Work item: Produce again, without any change, the lines running from the one with "girl with a point in the photo above." through the final line of the data below, and only those.

○ ○ ○ ○ ○

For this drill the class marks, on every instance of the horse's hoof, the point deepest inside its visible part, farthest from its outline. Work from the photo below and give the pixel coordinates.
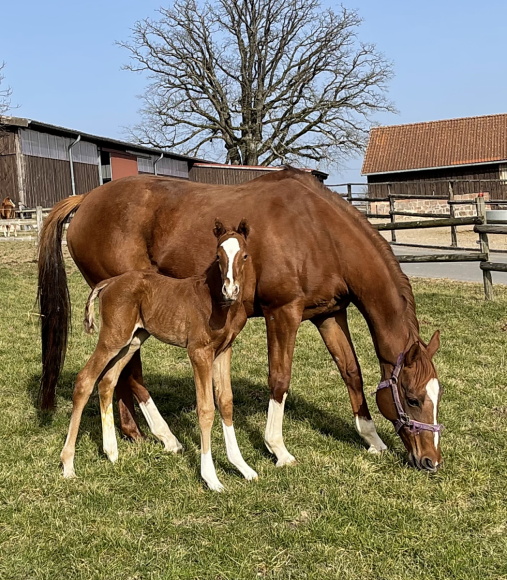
(286, 460)
(375, 450)
(215, 486)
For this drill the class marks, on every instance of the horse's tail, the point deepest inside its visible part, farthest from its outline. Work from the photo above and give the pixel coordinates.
(53, 298)
(89, 320)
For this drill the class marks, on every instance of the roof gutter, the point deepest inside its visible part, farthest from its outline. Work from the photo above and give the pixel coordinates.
(155, 163)
(495, 161)
(72, 164)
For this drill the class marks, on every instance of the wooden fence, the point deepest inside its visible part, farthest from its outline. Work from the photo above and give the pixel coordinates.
(434, 220)
(24, 228)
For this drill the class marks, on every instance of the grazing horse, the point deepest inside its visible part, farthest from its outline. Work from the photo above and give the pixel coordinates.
(8, 212)
(203, 314)
(312, 255)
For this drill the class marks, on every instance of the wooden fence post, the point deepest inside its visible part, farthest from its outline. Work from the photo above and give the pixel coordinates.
(391, 211)
(486, 274)
(454, 232)
(39, 220)
(349, 193)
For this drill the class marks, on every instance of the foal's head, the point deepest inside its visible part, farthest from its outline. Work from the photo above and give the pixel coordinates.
(419, 396)
(231, 258)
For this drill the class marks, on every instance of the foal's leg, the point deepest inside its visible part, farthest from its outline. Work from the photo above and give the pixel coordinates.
(336, 335)
(84, 386)
(202, 363)
(155, 421)
(223, 395)
(282, 326)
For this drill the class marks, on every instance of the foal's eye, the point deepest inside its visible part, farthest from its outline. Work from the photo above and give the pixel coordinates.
(413, 402)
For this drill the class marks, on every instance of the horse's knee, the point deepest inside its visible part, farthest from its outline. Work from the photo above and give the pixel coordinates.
(278, 385)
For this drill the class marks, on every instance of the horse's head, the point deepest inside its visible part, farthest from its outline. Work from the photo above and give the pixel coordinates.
(411, 403)
(231, 258)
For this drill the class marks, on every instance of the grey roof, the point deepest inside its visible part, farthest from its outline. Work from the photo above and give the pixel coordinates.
(97, 139)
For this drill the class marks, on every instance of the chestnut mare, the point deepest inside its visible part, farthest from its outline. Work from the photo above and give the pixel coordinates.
(8, 212)
(203, 314)
(312, 255)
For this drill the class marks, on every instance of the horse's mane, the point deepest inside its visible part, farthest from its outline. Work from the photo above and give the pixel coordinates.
(400, 280)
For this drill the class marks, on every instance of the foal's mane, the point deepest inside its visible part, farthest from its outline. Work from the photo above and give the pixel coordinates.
(400, 280)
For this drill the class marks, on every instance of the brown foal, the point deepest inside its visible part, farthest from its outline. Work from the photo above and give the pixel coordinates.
(203, 314)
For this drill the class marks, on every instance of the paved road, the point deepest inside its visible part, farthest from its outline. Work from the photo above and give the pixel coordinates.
(466, 271)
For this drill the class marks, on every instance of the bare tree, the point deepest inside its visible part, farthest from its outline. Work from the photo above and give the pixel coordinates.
(271, 80)
(5, 94)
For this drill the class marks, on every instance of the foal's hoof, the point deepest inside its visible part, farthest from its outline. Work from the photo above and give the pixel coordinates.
(249, 474)
(69, 473)
(376, 450)
(286, 460)
(173, 446)
(215, 486)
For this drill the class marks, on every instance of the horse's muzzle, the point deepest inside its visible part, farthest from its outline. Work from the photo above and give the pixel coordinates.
(424, 464)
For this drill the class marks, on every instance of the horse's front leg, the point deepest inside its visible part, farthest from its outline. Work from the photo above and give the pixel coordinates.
(335, 333)
(282, 325)
(202, 363)
(223, 395)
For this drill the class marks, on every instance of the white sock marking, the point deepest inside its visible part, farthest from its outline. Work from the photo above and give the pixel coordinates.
(433, 389)
(366, 428)
(108, 434)
(208, 472)
(231, 248)
(273, 436)
(234, 453)
(159, 427)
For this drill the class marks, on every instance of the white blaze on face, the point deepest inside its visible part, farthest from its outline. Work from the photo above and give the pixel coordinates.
(433, 389)
(231, 248)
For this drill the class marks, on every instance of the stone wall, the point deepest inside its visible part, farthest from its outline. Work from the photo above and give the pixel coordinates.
(434, 206)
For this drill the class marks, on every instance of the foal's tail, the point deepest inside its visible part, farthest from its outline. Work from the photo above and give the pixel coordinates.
(89, 321)
(53, 298)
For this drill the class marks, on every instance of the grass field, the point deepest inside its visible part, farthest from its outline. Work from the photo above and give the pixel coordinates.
(338, 513)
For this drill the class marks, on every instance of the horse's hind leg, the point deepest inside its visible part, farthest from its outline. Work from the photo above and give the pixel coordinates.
(335, 333)
(202, 363)
(282, 326)
(155, 421)
(106, 390)
(84, 386)
(223, 395)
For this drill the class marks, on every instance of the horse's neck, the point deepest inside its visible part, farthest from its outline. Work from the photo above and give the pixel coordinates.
(390, 320)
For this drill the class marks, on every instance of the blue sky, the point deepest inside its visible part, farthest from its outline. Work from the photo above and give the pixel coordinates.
(64, 68)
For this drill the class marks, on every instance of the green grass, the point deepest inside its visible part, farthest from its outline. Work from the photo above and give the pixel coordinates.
(338, 513)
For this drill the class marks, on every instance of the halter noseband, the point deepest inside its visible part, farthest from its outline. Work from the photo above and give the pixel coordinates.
(404, 420)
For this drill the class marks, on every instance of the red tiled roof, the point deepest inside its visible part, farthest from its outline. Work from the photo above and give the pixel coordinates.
(434, 144)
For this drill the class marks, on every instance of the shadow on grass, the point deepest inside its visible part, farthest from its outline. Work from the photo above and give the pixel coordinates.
(175, 398)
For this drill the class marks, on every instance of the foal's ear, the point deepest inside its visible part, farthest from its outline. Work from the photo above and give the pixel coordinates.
(219, 229)
(243, 229)
(413, 354)
(434, 344)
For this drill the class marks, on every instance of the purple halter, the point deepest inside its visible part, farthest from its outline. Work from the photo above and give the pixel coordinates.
(404, 420)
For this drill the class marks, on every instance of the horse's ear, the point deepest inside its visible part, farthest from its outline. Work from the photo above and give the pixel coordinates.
(413, 354)
(219, 229)
(434, 344)
(243, 229)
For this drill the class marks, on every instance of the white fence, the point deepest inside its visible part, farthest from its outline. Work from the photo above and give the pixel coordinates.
(26, 225)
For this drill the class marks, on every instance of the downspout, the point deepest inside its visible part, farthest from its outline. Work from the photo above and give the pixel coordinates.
(155, 163)
(72, 164)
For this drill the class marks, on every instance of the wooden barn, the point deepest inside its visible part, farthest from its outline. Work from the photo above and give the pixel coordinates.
(220, 174)
(41, 164)
(423, 158)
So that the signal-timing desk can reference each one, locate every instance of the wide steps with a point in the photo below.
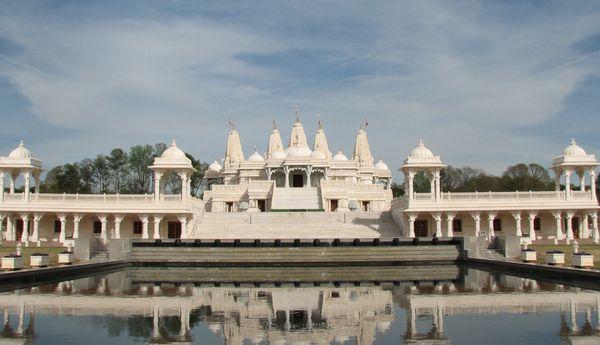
(297, 255)
(296, 199)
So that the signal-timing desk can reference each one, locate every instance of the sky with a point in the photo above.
(484, 83)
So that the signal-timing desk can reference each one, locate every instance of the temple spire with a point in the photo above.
(321, 144)
(233, 152)
(362, 151)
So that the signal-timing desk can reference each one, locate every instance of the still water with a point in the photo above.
(448, 305)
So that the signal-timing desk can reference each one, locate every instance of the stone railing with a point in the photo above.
(500, 197)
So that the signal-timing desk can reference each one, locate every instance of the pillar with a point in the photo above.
(144, 219)
(449, 219)
(183, 222)
(13, 178)
(286, 171)
(569, 220)
(35, 236)
(593, 183)
(438, 224)
(595, 234)
(531, 218)
(10, 229)
(568, 174)
(581, 174)
(558, 217)
(27, 186)
(118, 219)
(585, 226)
(517, 217)
(432, 185)
(438, 187)
(411, 225)
(491, 217)
(411, 177)
(2, 178)
(477, 218)
(157, 219)
(157, 177)
(76, 219)
(103, 232)
(25, 233)
(63, 228)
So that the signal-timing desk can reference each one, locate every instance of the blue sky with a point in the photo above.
(485, 84)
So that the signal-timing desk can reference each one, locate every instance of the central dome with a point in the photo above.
(20, 153)
(421, 151)
(574, 150)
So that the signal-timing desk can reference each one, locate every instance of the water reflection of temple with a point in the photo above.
(276, 315)
(298, 313)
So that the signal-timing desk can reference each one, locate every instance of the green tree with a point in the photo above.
(140, 176)
(118, 165)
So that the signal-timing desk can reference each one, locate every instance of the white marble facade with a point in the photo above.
(311, 181)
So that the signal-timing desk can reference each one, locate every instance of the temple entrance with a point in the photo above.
(575, 225)
(262, 205)
(174, 230)
(333, 205)
(421, 228)
(297, 180)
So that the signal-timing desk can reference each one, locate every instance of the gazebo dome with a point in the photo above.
(340, 156)
(299, 151)
(174, 153)
(318, 155)
(421, 152)
(20, 153)
(574, 150)
(256, 157)
(215, 166)
(279, 154)
(381, 165)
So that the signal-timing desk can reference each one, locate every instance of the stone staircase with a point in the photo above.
(296, 199)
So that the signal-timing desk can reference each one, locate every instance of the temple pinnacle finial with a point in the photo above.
(297, 111)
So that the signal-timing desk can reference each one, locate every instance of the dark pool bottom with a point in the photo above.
(436, 304)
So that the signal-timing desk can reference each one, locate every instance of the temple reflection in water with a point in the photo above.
(316, 313)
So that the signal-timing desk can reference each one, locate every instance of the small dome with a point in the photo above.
(279, 154)
(256, 157)
(215, 166)
(421, 151)
(381, 166)
(298, 152)
(340, 156)
(20, 153)
(318, 155)
(574, 150)
(173, 153)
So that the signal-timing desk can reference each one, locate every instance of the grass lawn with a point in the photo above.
(27, 251)
(593, 249)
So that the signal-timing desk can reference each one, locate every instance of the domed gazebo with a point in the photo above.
(422, 159)
(172, 160)
(20, 162)
(575, 159)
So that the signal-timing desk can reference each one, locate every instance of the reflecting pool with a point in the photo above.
(450, 304)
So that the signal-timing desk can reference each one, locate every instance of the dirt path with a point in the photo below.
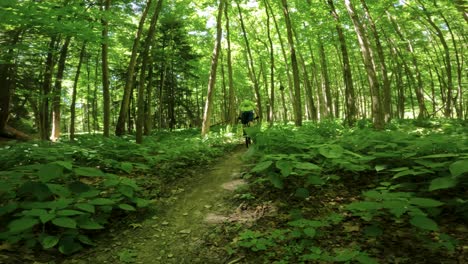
(179, 231)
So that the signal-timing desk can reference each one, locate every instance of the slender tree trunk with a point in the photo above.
(5, 88)
(124, 108)
(271, 98)
(327, 103)
(386, 92)
(145, 58)
(377, 115)
(251, 65)
(105, 70)
(283, 52)
(232, 113)
(75, 85)
(458, 99)
(295, 69)
(214, 64)
(350, 99)
(448, 63)
(57, 93)
(45, 93)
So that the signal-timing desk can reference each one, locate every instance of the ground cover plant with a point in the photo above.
(54, 196)
(357, 195)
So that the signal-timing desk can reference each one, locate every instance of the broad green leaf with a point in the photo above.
(315, 180)
(310, 232)
(88, 172)
(90, 224)
(276, 180)
(65, 164)
(85, 207)
(346, 255)
(126, 190)
(331, 151)
(364, 259)
(130, 182)
(35, 212)
(380, 167)
(49, 241)
(47, 217)
(68, 245)
(262, 166)
(442, 183)
(64, 222)
(22, 224)
(85, 240)
(59, 190)
(424, 223)
(49, 172)
(306, 166)
(364, 206)
(438, 156)
(126, 207)
(285, 167)
(425, 202)
(101, 201)
(459, 167)
(141, 202)
(302, 193)
(8, 208)
(69, 212)
(126, 166)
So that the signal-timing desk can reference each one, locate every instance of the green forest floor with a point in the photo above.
(179, 228)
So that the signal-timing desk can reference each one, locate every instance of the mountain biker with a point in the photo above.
(247, 111)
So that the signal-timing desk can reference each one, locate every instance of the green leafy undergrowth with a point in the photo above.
(55, 195)
(411, 176)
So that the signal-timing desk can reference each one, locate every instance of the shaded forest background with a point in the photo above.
(117, 67)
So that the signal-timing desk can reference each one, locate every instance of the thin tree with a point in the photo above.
(214, 65)
(297, 106)
(57, 93)
(350, 100)
(145, 55)
(105, 70)
(125, 104)
(75, 85)
(369, 64)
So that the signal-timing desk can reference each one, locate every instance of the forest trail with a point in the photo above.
(179, 231)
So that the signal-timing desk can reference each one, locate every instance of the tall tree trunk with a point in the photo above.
(214, 65)
(7, 79)
(124, 108)
(5, 87)
(459, 96)
(57, 93)
(326, 97)
(448, 63)
(105, 70)
(145, 58)
(386, 92)
(419, 87)
(350, 98)
(232, 113)
(46, 87)
(297, 89)
(271, 98)
(366, 52)
(75, 85)
(251, 65)
(285, 58)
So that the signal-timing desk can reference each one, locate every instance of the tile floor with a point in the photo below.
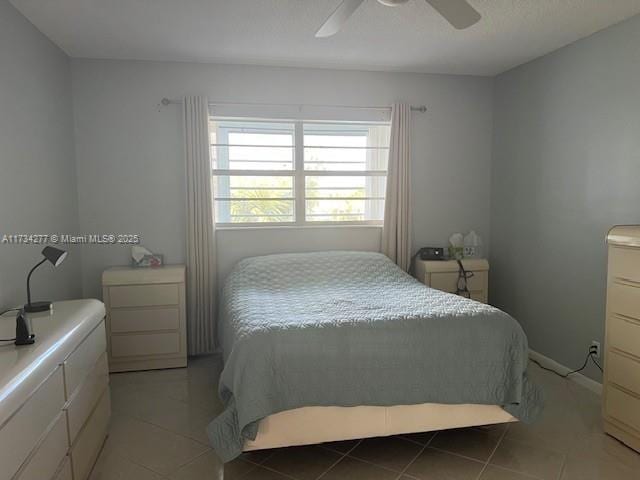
(157, 433)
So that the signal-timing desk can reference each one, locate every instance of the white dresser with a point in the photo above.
(621, 402)
(146, 317)
(54, 394)
(443, 275)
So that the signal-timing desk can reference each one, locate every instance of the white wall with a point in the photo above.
(37, 171)
(130, 155)
(566, 168)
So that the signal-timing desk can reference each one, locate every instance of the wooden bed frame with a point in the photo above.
(310, 425)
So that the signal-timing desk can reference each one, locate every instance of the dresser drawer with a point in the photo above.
(87, 446)
(623, 407)
(64, 473)
(81, 361)
(86, 396)
(624, 334)
(624, 263)
(143, 295)
(29, 424)
(624, 300)
(145, 344)
(144, 320)
(448, 281)
(49, 454)
(624, 371)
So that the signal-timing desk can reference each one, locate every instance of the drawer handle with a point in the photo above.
(626, 318)
(627, 282)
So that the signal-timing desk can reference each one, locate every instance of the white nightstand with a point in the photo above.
(443, 275)
(146, 317)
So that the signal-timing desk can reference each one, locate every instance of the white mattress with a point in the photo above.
(310, 425)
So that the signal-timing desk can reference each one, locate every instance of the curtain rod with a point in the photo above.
(165, 101)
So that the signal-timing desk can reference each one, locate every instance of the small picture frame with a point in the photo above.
(149, 261)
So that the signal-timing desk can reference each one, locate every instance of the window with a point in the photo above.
(296, 173)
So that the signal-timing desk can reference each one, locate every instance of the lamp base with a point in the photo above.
(23, 336)
(37, 307)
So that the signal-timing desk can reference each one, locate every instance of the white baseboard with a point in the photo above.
(578, 378)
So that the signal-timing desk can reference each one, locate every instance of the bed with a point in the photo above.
(330, 346)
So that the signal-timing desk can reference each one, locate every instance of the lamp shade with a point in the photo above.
(54, 255)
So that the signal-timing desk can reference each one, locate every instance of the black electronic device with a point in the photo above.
(431, 253)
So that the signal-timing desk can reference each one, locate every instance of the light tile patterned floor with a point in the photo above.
(157, 433)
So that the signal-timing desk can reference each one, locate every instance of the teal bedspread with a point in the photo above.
(351, 328)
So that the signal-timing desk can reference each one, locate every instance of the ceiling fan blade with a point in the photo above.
(457, 12)
(339, 16)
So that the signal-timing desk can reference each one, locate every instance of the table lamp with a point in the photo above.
(56, 257)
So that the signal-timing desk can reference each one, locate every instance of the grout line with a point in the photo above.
(339, 460)
(424, 447)
(457, 455)
(493, 452)
(564, 464)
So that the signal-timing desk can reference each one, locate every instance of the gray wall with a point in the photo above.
(130, 155)
(566, 167)
(37, 170)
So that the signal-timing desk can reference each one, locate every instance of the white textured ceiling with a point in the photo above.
(411, 37)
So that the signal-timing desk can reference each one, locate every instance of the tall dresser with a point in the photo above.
(146, 317)
(54, 394)
(621, 402)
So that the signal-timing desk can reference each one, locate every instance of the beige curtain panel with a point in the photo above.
(201, 247)
(396, 233)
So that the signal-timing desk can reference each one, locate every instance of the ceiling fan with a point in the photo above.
(457, 12)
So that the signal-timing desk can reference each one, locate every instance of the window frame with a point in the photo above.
(298, 175)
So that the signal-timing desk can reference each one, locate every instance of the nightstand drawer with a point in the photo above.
(145, 344)
(64, 473)
(87, 446)
(624, 263)
(624, 334)
(448, 282)
(143, 295)
(624, 300)
(147, 320)
(624, 371)
(29, 424)
(86, 397)
(49, 454)
(82, 360)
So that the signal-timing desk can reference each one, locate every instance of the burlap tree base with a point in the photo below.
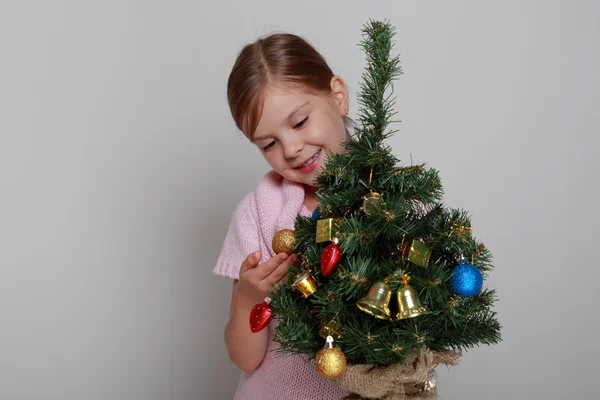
(413, 380)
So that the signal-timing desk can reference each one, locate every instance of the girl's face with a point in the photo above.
(297, 129)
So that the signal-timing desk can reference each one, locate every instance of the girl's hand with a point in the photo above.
(256, 281)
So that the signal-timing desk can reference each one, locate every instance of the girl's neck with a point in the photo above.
(310, 197)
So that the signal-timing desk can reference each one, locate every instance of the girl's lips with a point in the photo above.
(310, 168)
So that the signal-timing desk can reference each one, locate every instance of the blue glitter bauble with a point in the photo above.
(316, 214)
(466, 279)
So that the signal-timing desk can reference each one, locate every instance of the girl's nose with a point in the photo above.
(293, 149)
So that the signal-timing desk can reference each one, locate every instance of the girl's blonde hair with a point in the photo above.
(281, 58)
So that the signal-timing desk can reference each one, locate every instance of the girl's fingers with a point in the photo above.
(281, 271)
(266, 268)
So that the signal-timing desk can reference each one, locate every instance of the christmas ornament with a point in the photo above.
(327, 228)
(305, 283)
(331, 329)
(372, 203)
(284, 241)
(377, 301)
(261, 315)
(408, 303)
(419, 253)
(330, 361)
(315, 214)
(330, 258)
(466, 279)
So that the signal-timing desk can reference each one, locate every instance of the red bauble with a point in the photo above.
(260, 316)
(330, 258)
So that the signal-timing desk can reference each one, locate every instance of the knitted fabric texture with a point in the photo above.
(273, 206)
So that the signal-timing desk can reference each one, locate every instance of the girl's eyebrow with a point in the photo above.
(289, 117)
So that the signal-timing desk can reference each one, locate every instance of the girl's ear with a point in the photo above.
(340, 94)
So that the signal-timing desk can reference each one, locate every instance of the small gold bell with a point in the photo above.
(408, 303)
(305, 283)
(377, 301)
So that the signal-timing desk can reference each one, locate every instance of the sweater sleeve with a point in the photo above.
(242, 239)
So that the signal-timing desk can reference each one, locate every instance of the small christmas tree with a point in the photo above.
(391, 279)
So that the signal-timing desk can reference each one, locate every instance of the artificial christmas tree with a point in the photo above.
(390, 283)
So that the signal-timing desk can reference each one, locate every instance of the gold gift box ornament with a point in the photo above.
(327, 228)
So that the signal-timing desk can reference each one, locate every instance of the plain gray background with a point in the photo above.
(120, 168)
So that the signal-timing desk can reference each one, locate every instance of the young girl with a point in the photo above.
(284, 97)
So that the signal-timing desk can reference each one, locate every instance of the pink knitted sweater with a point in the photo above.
(273, 206)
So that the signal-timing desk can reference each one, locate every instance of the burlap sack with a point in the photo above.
(413, 380)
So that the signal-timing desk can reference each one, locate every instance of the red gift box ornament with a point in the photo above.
(260, 316)
(331, 257)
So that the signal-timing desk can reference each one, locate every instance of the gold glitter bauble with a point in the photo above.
(284, 241)
(330, 361)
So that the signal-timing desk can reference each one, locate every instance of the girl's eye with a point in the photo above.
(269, 146)
(301, 123)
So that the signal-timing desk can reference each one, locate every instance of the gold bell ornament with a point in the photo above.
(330, 361)
(408, 303)
(305, 283)
(284, 241)
(377, 301)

○ ○ ○ ○ ○

Exercise solution:
So that the signal-timing desk can reference each one, locate every instance of the young girl with a point in the photo above.
(284, 97)
So that the signal-timing desk can reference each one, locate every instance of the pink knitted sweater with a point in the photo above.
(273, 206)
So that the signal-timing desk can reference each one, locate every instance of the burlap sack with a point in the photo above.
(413, 380)
So that the signal-timing desk can reference each one, locate every instance of the red gift box ornament with a point in the photo above.
(260, 316)
(331, 257)
So that the signal-timing desk can reference each one, locate every instance of the gold glitter bauble with a point in the photo above.
(284, 241)
(330, 361)
So that the signal-timing desk can reference each one, locate every instance of the girl's eye with a point in the photo above.
(269, 146)
(301, 123)
So that the signal-timing desk can reference each one, locate every instance of the gold bell ornament with a point in the photo above.
(330, 361)
(408, 303)
(305, 283)
(284, 241)
(377, 301)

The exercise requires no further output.